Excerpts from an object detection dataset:
* START *

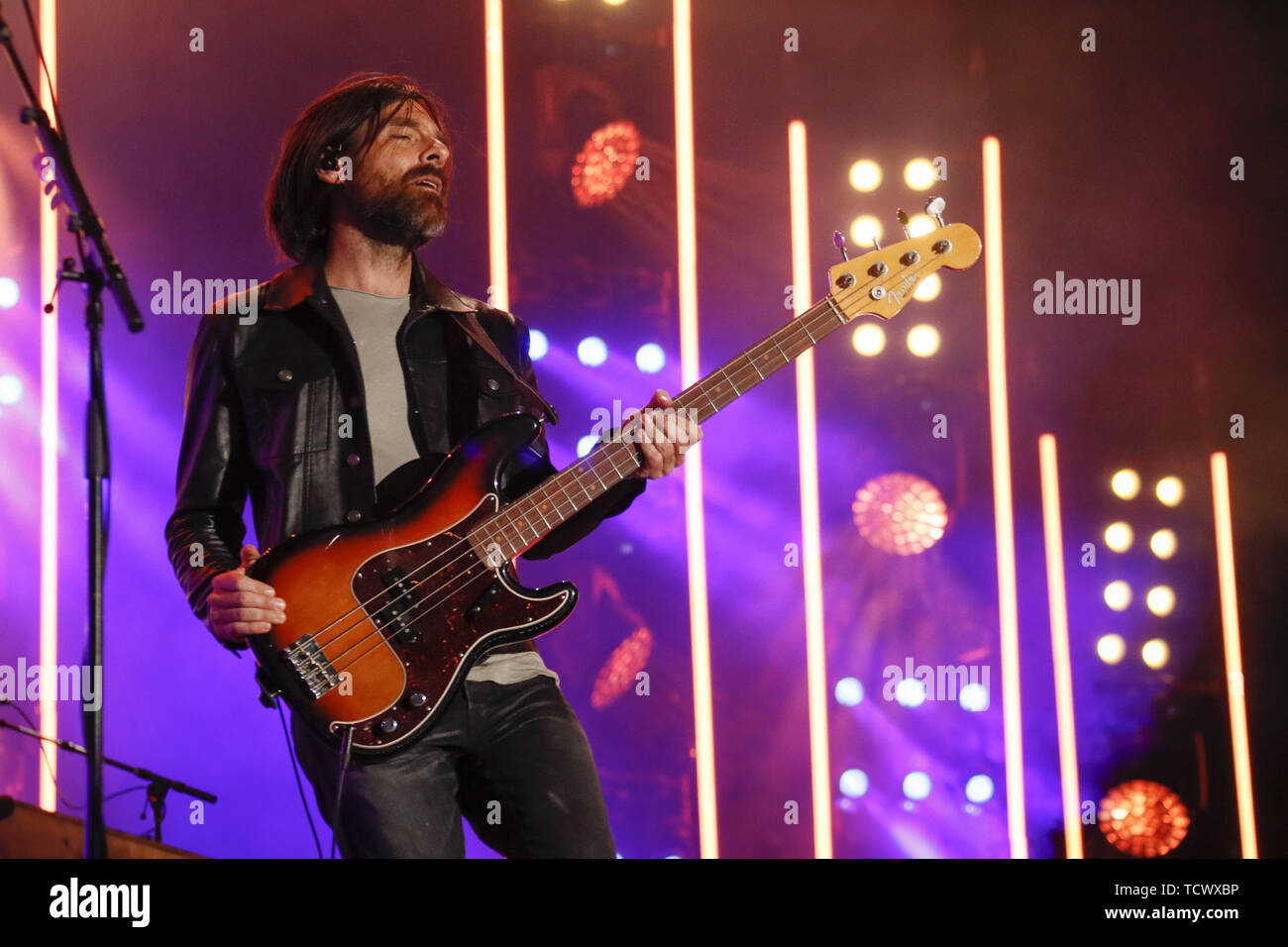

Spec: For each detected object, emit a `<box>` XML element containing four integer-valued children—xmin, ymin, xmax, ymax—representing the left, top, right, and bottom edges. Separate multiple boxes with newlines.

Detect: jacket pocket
<box><xmin>239</xmin><ymin>352</ymin><xmax>340</xmax><ymax>466</ymax></box>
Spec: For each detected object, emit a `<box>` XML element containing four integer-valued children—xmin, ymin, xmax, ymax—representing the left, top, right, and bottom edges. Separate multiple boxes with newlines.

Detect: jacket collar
<box><xmin>262</xmin><ymin>254</ymin><xmax>480</xmax><ymax>312</ymax></box>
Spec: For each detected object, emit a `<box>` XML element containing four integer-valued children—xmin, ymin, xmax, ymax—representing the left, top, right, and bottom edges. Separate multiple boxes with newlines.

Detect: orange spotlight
<box><xmin>851</xmin><ymin>322</ymin><xmax>885</xmax><ymax>356</ymax></box>
<box><xmin>671</xmin><ymin>0</ymin><xmax>720</xmax><ymax>858</ymax></box>
<box><xmin>850</xmin><ymin>158</ymin><xmax>881</xmax><ymax>192</ymax></box>
<box><xmin>787</xmin><ymin>121</ymin><xmax>832</xmax><ymax>858</ymax></box>
<box><xmin>983</xmin><ymin>136</ymin><xmax>1029</xmax><ymax>858</ymax></box>
<box><xmin>1212</xmin><ymin>451</ymin><xmax>1257</xmax><ymax>858</ymax></box>
<box><xmin>1038</xmin><ymin>434</ymin><xmax>1082</xmax><ymax>858</ymax></box>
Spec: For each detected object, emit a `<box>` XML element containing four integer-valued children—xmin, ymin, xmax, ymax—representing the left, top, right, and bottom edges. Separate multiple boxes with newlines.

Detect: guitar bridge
<box><xmin>282</xmin><ymin>635</ymin><xmax>340</xmax><ymax>699</ymax></box>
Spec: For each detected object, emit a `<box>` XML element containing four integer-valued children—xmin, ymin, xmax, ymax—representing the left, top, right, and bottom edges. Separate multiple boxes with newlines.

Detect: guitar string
<box><xmin>303</xmin><ymin>254</ymin><xmax>930</xmax><ymax>670</ymax></box>
<box><xmin>296</xmin><ymin>252</ymin><xmax>934</xmax><ymax>670</ymax></box>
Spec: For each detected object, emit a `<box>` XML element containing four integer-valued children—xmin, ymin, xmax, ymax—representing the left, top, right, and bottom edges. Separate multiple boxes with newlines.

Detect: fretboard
<box><xmin>468</xmin><ymin>296</ymin><xmax>847</xmax><ymax>565</ymax></box>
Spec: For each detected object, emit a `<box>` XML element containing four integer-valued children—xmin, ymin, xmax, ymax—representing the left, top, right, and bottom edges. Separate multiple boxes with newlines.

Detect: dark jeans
<box><xmin>291</xmin><ymin>676</ymin><xmax>615</xmax><ymax>858</ymax></box>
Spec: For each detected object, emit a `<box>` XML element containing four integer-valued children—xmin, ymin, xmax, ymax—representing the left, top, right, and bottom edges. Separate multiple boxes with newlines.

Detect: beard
<box><xmin>344</xmin><ymin>172</ymin><xmax>447</xmax><ymax>250</ymax></box>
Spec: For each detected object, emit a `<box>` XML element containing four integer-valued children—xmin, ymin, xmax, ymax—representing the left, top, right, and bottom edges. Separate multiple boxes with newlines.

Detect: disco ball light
<box><xmin>851</xmin><ymin>473</ymin><xmax>948</xmax><ymax>556</ymax></box>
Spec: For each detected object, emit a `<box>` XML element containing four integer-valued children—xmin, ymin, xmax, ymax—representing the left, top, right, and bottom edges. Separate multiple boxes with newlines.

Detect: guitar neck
<box><xmin>469</xmin><ymin>295</ymin><xmax>849</xmax><ymax>565</ymax></box>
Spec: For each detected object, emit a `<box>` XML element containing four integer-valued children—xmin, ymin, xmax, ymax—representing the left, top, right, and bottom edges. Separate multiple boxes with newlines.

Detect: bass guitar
<box><xmin>246</xmin><ymin>208</ymin><xmax>980</xmax><ymax>755</ymax></box>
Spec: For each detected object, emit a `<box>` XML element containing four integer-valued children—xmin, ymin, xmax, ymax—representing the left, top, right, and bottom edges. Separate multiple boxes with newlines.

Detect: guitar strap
<box><xmin>447</xmin><ymin>307</ymin><xmax>559</xmax><ymax>424</ymax></box>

* END *

Aim of the exercise ->
Tally how many lines of the records above contain the string "guitar", treating uppercase and lowercase as different. Give only the number.

Answer ->
5